Directions for this task >> Output the records exactly as they appear, with no pictures included.

(Records from a collection)

=======

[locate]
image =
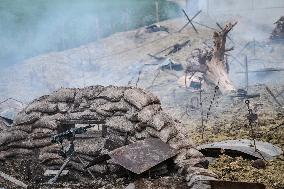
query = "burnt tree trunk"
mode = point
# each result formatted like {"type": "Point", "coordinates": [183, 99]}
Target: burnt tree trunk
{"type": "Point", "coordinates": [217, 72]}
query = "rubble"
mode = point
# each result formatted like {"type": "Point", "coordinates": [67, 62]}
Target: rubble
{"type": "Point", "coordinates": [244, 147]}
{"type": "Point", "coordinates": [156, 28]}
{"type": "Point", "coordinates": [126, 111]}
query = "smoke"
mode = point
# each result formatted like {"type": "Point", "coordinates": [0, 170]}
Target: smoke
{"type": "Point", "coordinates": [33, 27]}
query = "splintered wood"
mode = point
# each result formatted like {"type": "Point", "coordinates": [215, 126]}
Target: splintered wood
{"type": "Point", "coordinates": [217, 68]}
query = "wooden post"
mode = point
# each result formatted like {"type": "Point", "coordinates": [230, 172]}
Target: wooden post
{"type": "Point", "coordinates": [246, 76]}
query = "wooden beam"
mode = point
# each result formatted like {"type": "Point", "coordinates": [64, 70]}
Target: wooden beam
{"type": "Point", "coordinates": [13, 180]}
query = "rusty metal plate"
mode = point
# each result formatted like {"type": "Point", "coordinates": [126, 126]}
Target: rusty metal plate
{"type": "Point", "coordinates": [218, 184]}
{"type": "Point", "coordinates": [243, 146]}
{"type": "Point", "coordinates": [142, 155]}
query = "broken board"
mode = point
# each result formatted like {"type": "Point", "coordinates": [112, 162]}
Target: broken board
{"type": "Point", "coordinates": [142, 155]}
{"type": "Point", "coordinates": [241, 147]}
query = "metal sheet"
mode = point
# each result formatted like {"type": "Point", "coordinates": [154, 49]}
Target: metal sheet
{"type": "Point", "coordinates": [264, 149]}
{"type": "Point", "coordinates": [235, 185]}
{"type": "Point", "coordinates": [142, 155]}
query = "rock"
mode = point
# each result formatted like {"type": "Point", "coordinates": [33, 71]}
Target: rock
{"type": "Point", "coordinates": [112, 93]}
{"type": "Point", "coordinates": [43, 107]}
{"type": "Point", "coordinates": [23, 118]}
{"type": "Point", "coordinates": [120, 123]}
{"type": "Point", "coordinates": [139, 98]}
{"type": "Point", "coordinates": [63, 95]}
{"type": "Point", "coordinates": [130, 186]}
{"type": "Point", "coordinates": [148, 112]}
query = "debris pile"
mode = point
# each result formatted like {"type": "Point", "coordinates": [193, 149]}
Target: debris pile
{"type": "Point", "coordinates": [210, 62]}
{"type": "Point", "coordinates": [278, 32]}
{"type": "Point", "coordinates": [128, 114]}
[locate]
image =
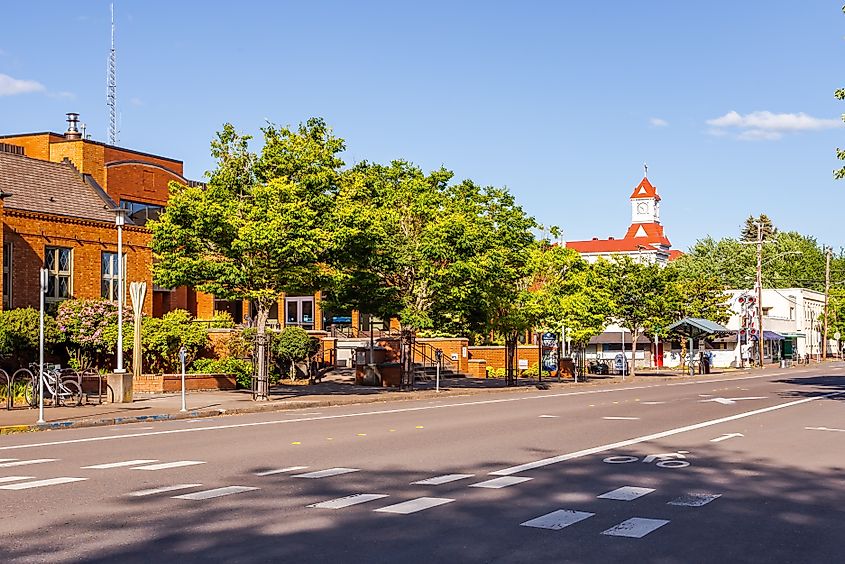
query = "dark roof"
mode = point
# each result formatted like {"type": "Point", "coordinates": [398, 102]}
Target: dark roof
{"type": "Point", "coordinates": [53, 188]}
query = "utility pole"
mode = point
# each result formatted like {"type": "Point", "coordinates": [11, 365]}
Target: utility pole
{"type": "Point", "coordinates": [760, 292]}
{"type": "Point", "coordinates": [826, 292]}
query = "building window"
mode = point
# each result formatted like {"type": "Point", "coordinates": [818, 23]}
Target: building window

=======

Full answer >>
[locate]
image =
query = "burnt tree trunk"
mode = point
# each result formatted like {"type": "Point", "coordinates": [183, 99]}
Target: burnt tree trunk
{"type": "Point", "coordinates": [217, 72]}
query = "rubble"
mode = point
# each result formatted like {"type": "Point", "coordinates": [67, 62]}
Target: rubble
{"type": "Point", "coordinates": [244, 147]}
{"type": "Point", "coordinates": [156, 28]}
{"type": "Point", "coordinates": [126, 111]}
query = "smoke"
mode = point
# each result formatted like {"type": "Point", "coordinates": [0, 170]}
Target: smoke
{"type": "Point", "coordinates": [33, 27]}
query = "splintered wood"
mode = point
# each result formatted like {"type": "Point", "coordinates": [215, 126]}
Target: splintered wood
{"type": "Point", "coordinates": [217, 68]}
query = "wooden post"
mode = point
# each result formatted like {"type": "Point", "coordinates": [230, 172]}
Target: wooden post
{"type": "Point", "coordinates": [246, 76]}
query = "wooden beam"
mode = point
# each result formatted like {"type": "Point", "coordinates": [64, 70]}
Target: wooden beam
{"type": "Point", "coordinates": [13, 180]}
query = "rusty metal plate"
mode = point
# each result formatted like {"type": "Point", "coordinates": [126, 126]}
Target: rusty metal plate
{"type": "Point", "coordinates": [218, 184]}
{"type": "Point", "coordinates": [243, 146]}
{"type": "Point", "coordinates": [142, 155]}
query = "broken board"
mode = point
# each result formatted like {"type": "Point", "coordinates": [112, 162]}
Target: broken board
{"type": "Point", "coordinates": [142, 155]}
{"type": "Point", "coordinates": [241, 147]}
query = "metal sheet"
mode = point
# each result formatted like {"type": "Point", "coordinates": [154, 49]}
Target: metal sheet
{"type": "Point", "coordinates": [264, 149]}
{"type": "Point", "coordinates": [235, 185]}
{"type": "Point", "coordinates": [142, 155]}
query = "rock"
mode = point
# each result formatted like {"type": "Point", "coordinates": [33, 71]}
Target: rock
{"type": "Point", "coordinates": [112, 93]}
{"type": "Point", "coordinates": [43, 107]}
{"type": "Point", "coordinates": [23, 118]}
{"type": "Point", "coordinates": [120, 123]}
{"type": "Point", "coordinates": [139, 98]}
{"type": "Point", "coordinates": [63, 95]}
{"type": "Point", "coordinates": [130, 186]}
{"type": "Point", "coordinates": [148, 112]}
query = "debris pile"
mode = point
# each result formatted like {"type": "Point", "coordinates": [193, 149]}
Target: debris pile
{"type": "Point", "coordinates": [210, 62]}
{"type": "Point", "coordinates": [278, 32]}
{"type": "Point", "coordinates": [128, 114]}
[locate]
image =
query = "dark roof"
mode = point
# each result formatted like {"type": "Point", "coordinates": [398, 102]}
Target: dark roof
{"type": "Point", "coordinates": [53, 188]}
query = "utility pole"
mode = point
# each result formatted like {"type": "Point", "coordinates": [11, 365]}
Target: utility pole
{"type": "Point", "coordinates": [760, 292]}
{"type": "Point", "coordinates": [826, 292]}
query = "building window"
mode = point
# each result formatted like {"type": "Point", "coordinates": [818, 23]}
Target: building window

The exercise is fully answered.